### Directions for this task
Please print the full listing exactly.
### Data records ###
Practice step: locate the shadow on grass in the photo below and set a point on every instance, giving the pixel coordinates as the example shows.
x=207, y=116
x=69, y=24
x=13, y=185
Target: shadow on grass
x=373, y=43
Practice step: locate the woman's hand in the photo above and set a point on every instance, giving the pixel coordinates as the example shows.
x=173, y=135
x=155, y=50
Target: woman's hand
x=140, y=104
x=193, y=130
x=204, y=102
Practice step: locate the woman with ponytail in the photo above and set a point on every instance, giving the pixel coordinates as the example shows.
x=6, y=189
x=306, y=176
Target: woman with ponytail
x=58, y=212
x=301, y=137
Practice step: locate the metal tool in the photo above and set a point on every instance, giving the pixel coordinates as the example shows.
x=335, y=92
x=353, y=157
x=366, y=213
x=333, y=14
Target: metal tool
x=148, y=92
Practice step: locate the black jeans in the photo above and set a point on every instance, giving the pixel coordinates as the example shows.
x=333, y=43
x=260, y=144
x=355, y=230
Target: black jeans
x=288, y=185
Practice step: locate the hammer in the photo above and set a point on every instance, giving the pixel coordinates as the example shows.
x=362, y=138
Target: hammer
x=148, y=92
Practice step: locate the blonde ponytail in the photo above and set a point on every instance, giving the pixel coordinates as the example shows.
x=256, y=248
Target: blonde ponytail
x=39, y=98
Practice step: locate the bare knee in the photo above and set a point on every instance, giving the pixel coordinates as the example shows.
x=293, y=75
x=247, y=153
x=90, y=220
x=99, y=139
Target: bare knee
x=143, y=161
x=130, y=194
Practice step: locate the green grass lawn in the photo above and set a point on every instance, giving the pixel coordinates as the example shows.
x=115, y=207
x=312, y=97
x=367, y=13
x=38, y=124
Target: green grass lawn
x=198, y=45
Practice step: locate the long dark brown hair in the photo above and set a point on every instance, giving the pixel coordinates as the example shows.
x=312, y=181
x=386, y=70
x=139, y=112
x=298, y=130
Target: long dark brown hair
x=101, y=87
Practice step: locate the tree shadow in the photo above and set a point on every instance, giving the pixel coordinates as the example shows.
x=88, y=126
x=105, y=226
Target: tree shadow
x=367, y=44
###
### Answer to this problem
Practice step: locate the shadow on grass in the photo below and set a point on every instance, giving the pixel coordinates as the example shows.
x=207, y=116
x=69, y=24
x=13, y=185
Target: shadow on grass
x=373, y=43
Practice step: locate the woman's hand in the photo above and set a point on every instance, giving the pixel coordinates as the example shows.
x=173, y=135
x=155, y=50
Target: woman's hand
x=140, y=104
x=193, y=130
x=204, y=102
Practice step: locate the woman with ponytail in the photo above and set a point on every instance, giving the pixel coordinates as the example shows.
x=6, y=189
x=306, y=176
Target: woman with ponytail
x=58, y=212
x=301, y=137
Practice step: locate the metal tool in the photo above and set a point on every instance, giving the pixel coordinates as the example shows.
x=335, y=92
x=353, y=157
x=366, y=213
x=333, y=14
Target: metal tool
x=148, y=92
Practice step: locate the black jeans in the photo above and set a point on every instance, giving the pixel coordinates as the example shows.
x=333, y=43
x=260, y=144
x=355, y=230
Target: black jeans
x=288, y=185
Practice step: locate the hammer in the photo above and set a point on every instance, giving the pixel coordinates as the example shows.
x=362, y=138
Target: hammer
x=148, y=92
Practice step: locate the blonde ponytail in the photo above and set a point on every instance, giving the pixel coordinates as the example shows.
x=256, y=248
Target: blonde ponytail
x=39, y=98
Practice step: locate the bare knee in the photo above and set a point on every instance, giving the pixel coordinates as the example shows.
x=293, y=75
x=247, y=153
x=90, y=220
x=99, y=139
Target: bare knee
x=143, y=161
x=130, y=194
Practice step: locate the green grass lawn in the photo above and set a point on every instance, giving the pixel coordinates as the example shows.
x=115, y=207
x=312, y=97
x=367, y=13
x=38, y=124
Target: green grass lawn
x=198, y=45
Practice step: locate the long dark brown hair in the photo above and set a point on every instance, giving the pixel coordinates as the example shows.
x=312, y=181
x=386, y=70
x=139, y=112
x=298, y=130
Target: long dark brown hair
x=101, y=87
Practice step: locate the tree shadow in the photo above and set a point on every instance, giving the pixel coordinates as the example shows.
x=88, y=126
x=105, y=226
Target: tree shadow
x=367, y=44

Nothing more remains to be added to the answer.